◆ Texto fornecido ◆
Jair se refere à confirmação pelo governo Jair Bolsonaro de que Pedro Guimarães, um especialista em privatizações, presidirá o banco a partir de 2019. Indicado por Paulo Guedes, futuro ministro da Economia, Pedro Guimarães é sócio do banco de investimento Brasil Plural e atua há mais de 20 anos no mercado financeiro na gestão de ativos e reestruturação de empresas. Na Caixa, especula-se que deverá iniciar sua gestão pela venda da área de cartões de crédito e de seguros.
“Convocamos empregados, entidades, todas as pessoas que sabem da importância da Caixa a se juntar e fazer o enfrentamento, porque ao que tudo indica vamos ter um esfacelamento muito grande desses serviços daqui para frente: lotérica, financiamento habitacional, MCMV”, lamenta o bancário, lembrando que são programas que atendem grande volume da população e em especial a baixa renda. “Porque a alta renda sempre vai ter banco pra atender.”
O presidente da Fenae conta ter participado de audiências públicas pelo país e ver estados que só têm a Caixa fazendo financiamento, principalmente no Norte, Centro-Oeste e Nordeste. “E um pouco do Banco do Brasil. Os bancos privados até arrecadam poupança dessas regiões e aplicam em outras”, critica. “Quem é que vai atender, que é que vai ajudar a equilibrar as desigualdades sociais. No nosso entendimento os bancos públicos, oferendo atendimento e crédito à população que vai ficar cada vez mais à mercê sem eles.”
O dirigente reforça a importância da presença do banco federal em praticamente todos os municípios brasileiros. “Isso tudo está em risco se eles resolverem fatiar a Caixa, que é o que está se desenhando. Posso até manter um banco pequeno, com 10 mil funcionários, mas praticamente sem seu papel tão importante”, afirma. “Sem os bancos públicos a tendência é ajudar a acelerar o aumento da pobreza, a falta de renda, cada vez menos oportunidades.
No próximo ano, de acordo com Jair Ferreira, a faixa 1 do MCMV (para famílias com renda de até R$ 1.800) terá recursos muito baixos, com encolhimento de carteira para a população que mais precisa. Também haverá corte de verba para o Fies (financiamento estudantil) e está previsto para 29 de novembro o leilão da Lotex, o setor de loterias da Caixa, que repassa 35% a 40% dos recursos para a previdência social, esporte, cultura, Apaes.

[Itens da coleção]
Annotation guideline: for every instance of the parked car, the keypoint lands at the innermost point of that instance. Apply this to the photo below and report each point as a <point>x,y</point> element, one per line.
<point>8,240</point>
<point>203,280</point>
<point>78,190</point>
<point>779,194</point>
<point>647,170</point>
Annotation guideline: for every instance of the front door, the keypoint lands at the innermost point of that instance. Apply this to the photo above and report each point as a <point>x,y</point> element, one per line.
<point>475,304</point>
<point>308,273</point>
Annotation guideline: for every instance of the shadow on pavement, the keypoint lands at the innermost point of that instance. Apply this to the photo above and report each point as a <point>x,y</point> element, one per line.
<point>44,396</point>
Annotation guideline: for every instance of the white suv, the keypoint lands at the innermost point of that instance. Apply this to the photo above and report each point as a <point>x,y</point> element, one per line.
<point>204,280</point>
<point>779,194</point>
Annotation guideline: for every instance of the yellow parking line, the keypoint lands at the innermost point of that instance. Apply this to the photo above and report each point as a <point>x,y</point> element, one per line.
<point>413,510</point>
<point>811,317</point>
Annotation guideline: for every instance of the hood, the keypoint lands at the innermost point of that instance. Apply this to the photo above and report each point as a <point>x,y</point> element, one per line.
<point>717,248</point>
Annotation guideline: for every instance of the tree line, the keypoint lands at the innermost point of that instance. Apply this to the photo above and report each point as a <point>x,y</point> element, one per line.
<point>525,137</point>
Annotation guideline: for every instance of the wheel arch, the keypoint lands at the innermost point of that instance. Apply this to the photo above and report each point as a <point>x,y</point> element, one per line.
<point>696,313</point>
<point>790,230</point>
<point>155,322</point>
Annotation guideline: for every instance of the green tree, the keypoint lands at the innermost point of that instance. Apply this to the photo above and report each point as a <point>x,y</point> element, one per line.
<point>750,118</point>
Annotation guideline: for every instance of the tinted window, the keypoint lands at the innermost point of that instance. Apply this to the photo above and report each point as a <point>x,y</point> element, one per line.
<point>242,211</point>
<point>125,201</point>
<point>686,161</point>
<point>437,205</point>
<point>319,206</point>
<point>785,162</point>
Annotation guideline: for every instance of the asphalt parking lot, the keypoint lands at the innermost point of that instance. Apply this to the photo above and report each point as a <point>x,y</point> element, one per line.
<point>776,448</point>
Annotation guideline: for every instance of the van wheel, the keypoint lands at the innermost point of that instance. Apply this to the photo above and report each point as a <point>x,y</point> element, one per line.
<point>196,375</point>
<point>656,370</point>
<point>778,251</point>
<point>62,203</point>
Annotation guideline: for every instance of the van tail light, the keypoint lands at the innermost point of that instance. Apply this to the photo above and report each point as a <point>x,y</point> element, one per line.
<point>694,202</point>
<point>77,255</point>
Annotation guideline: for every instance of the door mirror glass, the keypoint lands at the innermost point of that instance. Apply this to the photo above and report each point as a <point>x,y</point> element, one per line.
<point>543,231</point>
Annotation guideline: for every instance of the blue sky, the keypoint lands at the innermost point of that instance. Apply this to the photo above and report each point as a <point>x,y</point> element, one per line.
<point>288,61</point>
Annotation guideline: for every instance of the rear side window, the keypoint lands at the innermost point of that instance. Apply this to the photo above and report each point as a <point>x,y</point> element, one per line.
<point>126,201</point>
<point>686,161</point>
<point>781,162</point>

◆ Suas tarefas ◆
(a) Segundo o texto sobre a Caixa, quem indicou Pedro Guimarães para presidir o banco?
(b) Reproduza o trecho do texto sobre a Caixa que começa em "O dirigente reforça" e termina em "esporte, cultura, Apaes.".
(c) Resuma o texto sobre a Caixa em três frases.

◆ Respostas do exercício ◆
(a) Paulo Guedes, futuro ministro da Economia.

(b)
O dirigente reforça a importância da presença do banco federal em praticamente todos os municípios brasileiros. “Isso tudo está em risco se eles resolverem fatiar a Caixa, que é o que está se desenhando. Posso até manter um banco pequeno, com 10 mil funcionários, mas praticamente sem seu papel tão importante”, afirma. “Sem os bancos públicos a tendência é ajudar a acelerar o aumento da pobreza, a falta de renda, cada vez menos oportunidades.
No próximo ano, de acordo com Jair Ferreira, a faixa 1 do MCMV (para famílias com renda de até R$ 1.800) terá recursos muito baixos, com encolhimento de carteira para a população que mais precisa. Também haverá corte de verba para o Fies (financiamento estudantil) e está previsto para 29 de novembro o leilão da Lotex, o setor de loterias da Caixa, que repassa 35% a 40% dos recursos para a previdência social, esporte, cultura, Apaes.

(c) O governo Bolsonaro confirmou que Pedro Guimarães, especialista em privatizações indicado por Paulo Guedes, presidirá a Caixa a partir de 2019, e especula-se que ele inicie sua gestão vendendo as áreas de cartões de crédito e de seguros. O presidente da Fenae alerta que fatiar a Caixa põe em risco serviços como lotéricas, financiamento habitacional e o MCMV, que atendem sobretudo a população de baixa renda, e defende os bancos públicos contra o aumento da pobreza e das desigualdades. Segundo Jair Ferreira, no próximo ano haverá recursos muito baixos para a faixa 1 do MCMV, corte de verba para o Fies e o leilão da Lotex, previsto para 29 de novembro.